** Records for this exercise **
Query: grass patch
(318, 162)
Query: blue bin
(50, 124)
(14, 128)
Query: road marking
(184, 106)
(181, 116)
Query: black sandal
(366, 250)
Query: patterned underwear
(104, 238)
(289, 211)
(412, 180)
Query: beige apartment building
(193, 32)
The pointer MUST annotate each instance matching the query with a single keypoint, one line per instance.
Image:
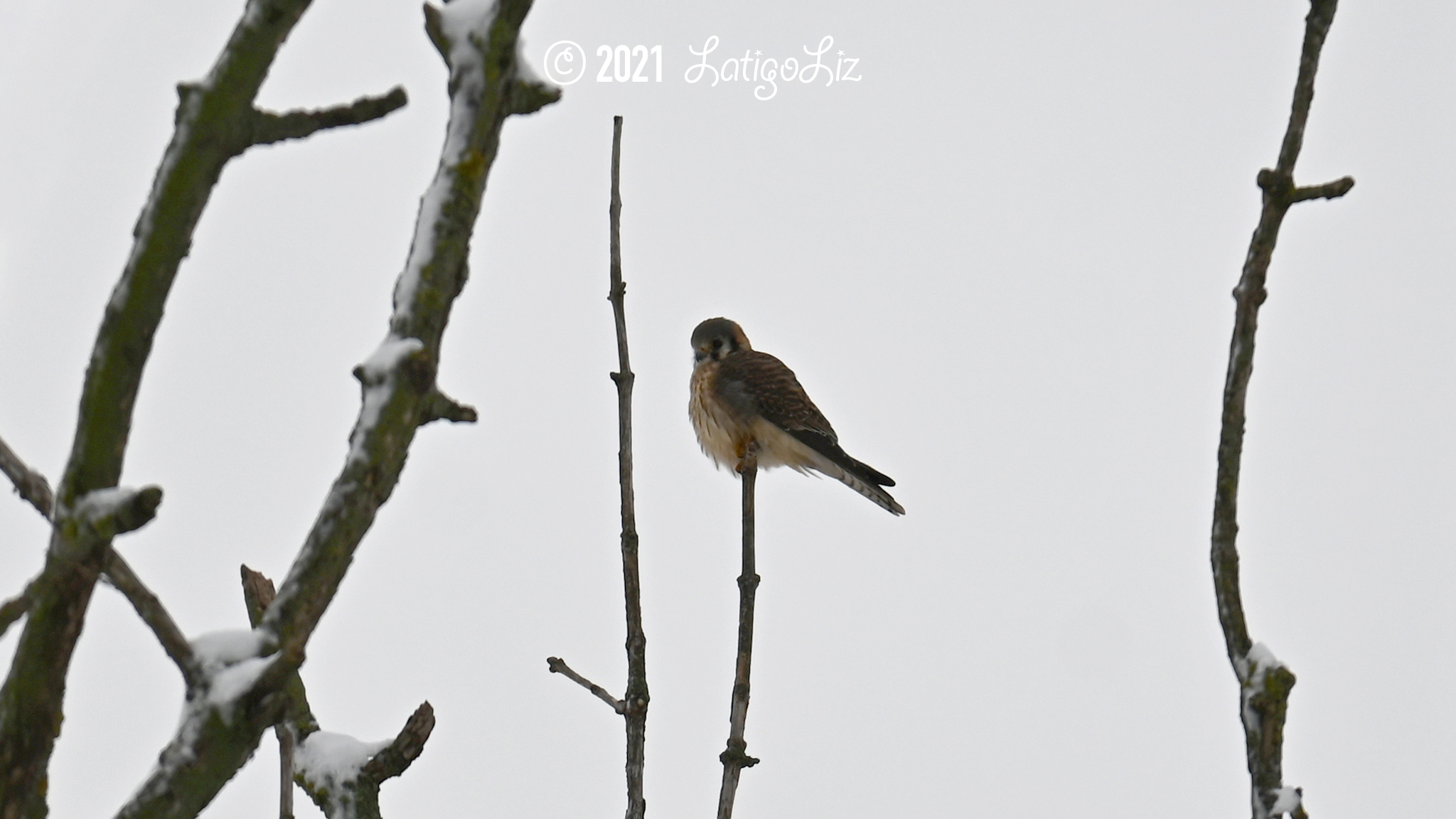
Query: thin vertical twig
(635, 700)
(736, 756)
(1264, 682)
(286, 744)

** What this task involves **
Pictures are to be left out; repeat all the remaining data exactly.

** Exercise output **
Query: grass patch
(318, 162)
Query: blue bin
(50, 124)
(14, 128)
Query: road marking
(184, 106)
(181, 116)
Query: black sandal
(366, 250)
Query: patterned underwear
(104, 238)
(289, 211)
(412, 180)
Query: beige apartment building
(193, 32)
The pointer MUST annotate each instance matching the query with a single keypoint, one line per instance.
Image:
Query: thin vertical twig
(635, 700)
(736, 756)
(1264, 682)
(286, 744)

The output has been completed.